[start of INPUT]
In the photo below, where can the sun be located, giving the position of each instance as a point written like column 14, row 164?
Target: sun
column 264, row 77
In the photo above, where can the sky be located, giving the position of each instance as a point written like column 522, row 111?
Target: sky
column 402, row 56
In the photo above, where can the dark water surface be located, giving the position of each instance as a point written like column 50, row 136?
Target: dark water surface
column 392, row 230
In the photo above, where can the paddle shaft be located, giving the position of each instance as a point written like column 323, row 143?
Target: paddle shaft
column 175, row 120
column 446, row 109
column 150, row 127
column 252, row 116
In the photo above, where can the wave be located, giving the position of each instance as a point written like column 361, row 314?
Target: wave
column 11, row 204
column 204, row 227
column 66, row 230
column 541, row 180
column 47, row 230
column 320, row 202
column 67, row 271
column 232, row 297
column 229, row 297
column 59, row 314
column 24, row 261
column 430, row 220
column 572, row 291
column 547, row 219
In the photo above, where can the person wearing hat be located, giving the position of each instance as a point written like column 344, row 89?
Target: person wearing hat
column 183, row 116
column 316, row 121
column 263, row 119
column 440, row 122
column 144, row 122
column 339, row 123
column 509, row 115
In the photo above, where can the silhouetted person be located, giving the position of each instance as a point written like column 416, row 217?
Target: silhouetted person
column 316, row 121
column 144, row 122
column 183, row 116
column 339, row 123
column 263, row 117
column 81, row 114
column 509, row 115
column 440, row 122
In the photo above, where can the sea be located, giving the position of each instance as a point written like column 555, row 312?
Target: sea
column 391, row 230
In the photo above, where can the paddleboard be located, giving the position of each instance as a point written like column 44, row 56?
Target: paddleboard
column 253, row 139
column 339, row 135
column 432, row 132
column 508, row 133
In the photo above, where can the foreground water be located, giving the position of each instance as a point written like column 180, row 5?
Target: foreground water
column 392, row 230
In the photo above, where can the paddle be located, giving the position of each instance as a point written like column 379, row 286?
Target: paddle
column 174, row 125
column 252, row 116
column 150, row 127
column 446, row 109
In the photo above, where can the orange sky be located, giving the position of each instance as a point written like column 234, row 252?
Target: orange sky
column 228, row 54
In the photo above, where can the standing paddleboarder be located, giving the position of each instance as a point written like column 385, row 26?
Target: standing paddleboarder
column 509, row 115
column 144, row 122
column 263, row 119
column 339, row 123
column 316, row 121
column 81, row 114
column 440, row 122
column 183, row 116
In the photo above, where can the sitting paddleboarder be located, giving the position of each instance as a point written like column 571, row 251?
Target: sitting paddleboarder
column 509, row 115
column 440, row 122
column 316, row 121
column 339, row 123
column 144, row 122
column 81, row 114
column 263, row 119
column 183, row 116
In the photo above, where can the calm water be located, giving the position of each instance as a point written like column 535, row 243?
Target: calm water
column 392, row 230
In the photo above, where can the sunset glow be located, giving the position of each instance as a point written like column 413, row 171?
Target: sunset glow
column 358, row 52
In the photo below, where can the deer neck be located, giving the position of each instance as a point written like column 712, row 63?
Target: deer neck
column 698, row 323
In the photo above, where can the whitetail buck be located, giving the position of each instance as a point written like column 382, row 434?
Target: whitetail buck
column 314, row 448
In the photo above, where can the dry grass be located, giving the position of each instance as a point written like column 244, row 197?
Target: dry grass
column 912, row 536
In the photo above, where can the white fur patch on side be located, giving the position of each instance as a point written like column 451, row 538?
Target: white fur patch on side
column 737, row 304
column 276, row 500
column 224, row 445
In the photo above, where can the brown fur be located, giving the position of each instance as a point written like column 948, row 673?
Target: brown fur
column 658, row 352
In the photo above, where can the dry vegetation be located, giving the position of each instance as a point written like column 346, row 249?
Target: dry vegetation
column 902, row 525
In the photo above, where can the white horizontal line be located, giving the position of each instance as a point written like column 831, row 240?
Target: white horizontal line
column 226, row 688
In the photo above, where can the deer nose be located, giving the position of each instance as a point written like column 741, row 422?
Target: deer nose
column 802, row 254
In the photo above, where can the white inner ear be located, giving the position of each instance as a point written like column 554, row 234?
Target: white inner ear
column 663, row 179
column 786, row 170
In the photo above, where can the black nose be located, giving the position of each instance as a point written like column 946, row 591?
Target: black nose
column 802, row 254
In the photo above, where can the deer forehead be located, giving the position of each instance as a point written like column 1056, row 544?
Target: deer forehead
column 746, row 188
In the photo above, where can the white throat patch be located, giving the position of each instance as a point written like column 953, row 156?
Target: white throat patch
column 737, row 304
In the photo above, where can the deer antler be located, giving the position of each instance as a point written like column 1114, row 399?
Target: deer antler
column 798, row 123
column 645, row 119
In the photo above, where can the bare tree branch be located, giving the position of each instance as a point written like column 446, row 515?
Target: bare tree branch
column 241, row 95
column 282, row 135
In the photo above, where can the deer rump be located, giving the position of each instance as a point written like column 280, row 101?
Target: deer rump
[end of INPUT]
§ WRITTEN INSTRUCTION
Copy every one of the items above word for word.

§ ANSWER TO THIS EXERCISE
In the photo below, where can the sun be located, giving the position of each instance as a point written like column 14, row 164?
Target: sun
column 264, row 77
In the photo above, where can the sky be located, giving the position of each instance as a point written like column 522, row 111?
Target: sky
column 402, row 56
In the photo above, where can the dark water surface be located, giving the position of each instance as a point written like column 50, row 136?
Target: dark water surface
column 392, row 230
In the photo above, where can the paddle shaft be located, giving the position of each instance as a point written like column 323, row 143?
Target: paddle shaft
column 175, row 120
column 446, row 109
column 150, row 127
column 252, row 116
In the photo above, where can the wave be located, giving the position of each instance as a point written like column 361, row 314?
Target: wave
column 11, row 204
column 204, row 227
column 66, row 230
column 541, row 180
column 47, row 230
column 320, row 202
column 67, row 271
column 232, row 297
column 229, row 297
column 59, row 314
column 24, row 261
column 430, row 220
column 572, row 291
column 547, row 219
In the photo above, where can the person wearing hat be located, giving the position of each instance as a point written like column 344, row 89?
Target: person wearing hat
column 183, row 116
column 316, row 121
column 263, row 119
column 440, row 122
column 144, row 122
column 339, row 123
column 509, row 115
In the photo above, where can the silhouetted person be located, giving the position of each instance as a point written like column 416, row 217?
Target: silhouetted person
column 316, row 121
column 144, row 122
column 183, row 116
column 339, row 123
column 263, row 117
column 81, row 114
column 509, row 115
column 440, row 122
In the photo above, where can the sea be located, giving the position of each instance as a point written like column 555, row 312?
Target: sea
column 391, row 230
In the photo above, where can the paddleboard be located, giving the position of each instance as a point written like column 44, row 56?
Target: paddleboard
column 253, row 139
column 339, row 135
column 432, row 132
column 508, row 133
In the photo above, where can the foreground water be located, giving the position of each instance as a point written like column 180, row 5?
Target: foreground water
column 392, row 230
In the photo above, where can the paddle be located, giving the position of each instance as a point written like column 379, row 286?
Target: paddle
column 174, row 125
column 252, row 116
column 150, row 127
column 446, row 109
In the photo above, where can the orange sky be located, giving the position of each instance as a point written like column 234, row 252?
Target: orange sky
column 228, row 54
In the photo above, where can the standing paddleboarder be located, giving the position of each instance as a point written like column 385, row 26?
Target: standing paddleboarder
column 509, row 115
column 144, row 122
column 263, row 119
column 339, row 123
column 316, row 121
column 81, row 114
column 440, row 122
column 183, row 116
In the photo above, where can the sitting paddleboarder be located, giving the position of each instance as a point written like column 571, row 251?
Target: sitting paddleboarder
column 509, row 115
column 440, row 122
column 316, row 121
column 339, row 123
column 144, row 122
column 81, row 114
column 263, row 119
column 183, row 116
In the photo above, where can the calm water be located, giving the position of each instance as a point written like column 535, row 243?
Target: calm water
column 392, row 230
In the photo above, where can the sunset glow be located, giving the position of each instance as a point written like column 413, row 171?
Target: sunset glow
column 358, row 52
In the photo below, where can the deer neck be located, giving the position of each instance as a point written like column 712, row 63?
Target: deer neck
column 698, row 323
In the photo above, where can the whitetail buck be located, giving the position of each instance as a point written like column 382, row 434?
Target: whitetail buck
column 314, row 448
In the photo above, where can the dry grass be located, giving the position of each instance as a point written like column 244, row 197?
Target: dry grass
column 912, row 536
In the photo above, where can the white fur patch on side be located, giving the position of each instance as a point written like column 451, row 538?
Target: white fur patch on side
column 737, row 304
column 276, row 500
column 224, row 445
In the photo above, where can the brown fur be located, giving the position of each instance as a point written like column 948, row 673?
Target: brown fur
column 658, row 352
In the photo above, where can the dry vegetation be located, giving the position of each instance as a point written like column 346, row 249?
Target: dry vegetation
column 902, row 525
In the photo above, where can the white horizontal line be located, giving the position of each instance as a point written like column 831, row 240?
Target: white horizontal line
column 226, row 688
In the photo above, where can the deer nose be located, giving the position of each instance as a point written like column 741, row 422?
Target: deer nose
column 802, row 254
In the photo above, where can the white inner ear be located, giving the position of each instance as a point written like column 554, row 234?
Target: white inner ear
column 663, row 179
column 786, row 170
In the photo above, where can the black nose be located, giving the position of each instance as a point written like column 946, row 591?
Target: black nose
column 802, row 254
In the photo above, where can the deer forehead be located, giving the position of each instance as a point written like column 1056, row 544?
Target: deer forehead
column 746, row 188
In the photo above, where can the white throat patch be located, giving the position of each instance as a point written like column 953, row 156?
Target: white throat patch
column 737, row 304
In the photo above, where can the deer antler be located, giving the position of each instance as a point written like column 1114, row 399?
Target: deer antler
column 798, row 123
column 645, row 119
In the photo above, where can the bare tree branch be located, giving the position of each instance as a point written like column 446, row 515?
Target: bare tree branch
column 241, row 95
column 282, row 135
In the photo above, where can the deer rump be located, giving the position of each instance as a point written like column 280, row 101?
Target: deer rump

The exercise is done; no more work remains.